SELECTED PASSAGE:

Incremental Synthetic Data Generation¶
Home > Packages > Incremental Synthetic Data Generation
Related: Synthetic Data Generation | Import Integration | Enhancements
This document describes the incremental synthetic data generation functionality for creating time-series test data.
Overview¶
The incremental generation system creates synthetic data for specific date ranges, with each day's data generated independently. This is useful for: - Testing time-based analytics and reporting - Creating realistic historical data patterns - Simulating daily operational data
How It Works¶
Batch Size¶
The batch_size parameter controls how many days are grouped together for processing: - Purpose: Memory management and progress tracking - Example: batch_size=10 with 30 days creates 3 batches of 10 days each - Note: Data is still generated day-by-day within each batch
Configuration Parameters¶
Working Parameters¶
| Parameter | Description | Example Values |
|---|---|---|
dataset_id | Dataset configuration to use | "retail_oltp_small" |
start_date | Start date for generation | "2024-01-01" |
end_date | End date for generation | "2024-01-30" |
batch_size | Days per processing batch | 1, 7, 30 |
path_format | File organization structure | "flat", "nested" |
output_mode | Output format | "csv", "parquet", "table" |
seed_value | Random seed for reproducibility | 12345 |
enable_seasonal_patterns | Apply day-of-week variations | true, false |
Currently Non-Functional Parameters¶
These parameters exist in the configuration but are not yet implemented: - parallel_workers - No parallel processing implemented - chunk_size - Not used in generation - enable_data_drift / drift_percentage - Data drift not implemented - ignore_state - State is not persisted between runs anyway
Date Filtering¶
Important: The system generates new data for each date with the correct date values embedded. It does NOT filter pre-existing data. Each generated record will have its date columns set to the generation date.

PROBLEM TO WORK ON: Rewrite the part of the incremental data generation page that opens with "Incremental Synthetic Data Generation¶" and closes with "time-series test data.", changing "time-series" to "date-based". The lines after this point are separate material and are not part of the page on incremental data generation.

DATA EXTRACT:
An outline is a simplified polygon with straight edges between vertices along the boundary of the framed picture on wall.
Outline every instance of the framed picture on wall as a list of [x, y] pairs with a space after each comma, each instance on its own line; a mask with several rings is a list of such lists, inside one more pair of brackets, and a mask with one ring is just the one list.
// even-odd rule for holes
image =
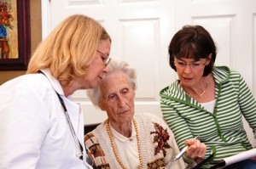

WRITTEN REPLY:
Incremental Synthetic Data Generation¶
Home > Packages > Incremental Synthetic Data Generation
Related: Synthetic Data Generation | Import Integration | Enhancements
This document describes the incremental synthetic data generation functionality for creating date-based test data.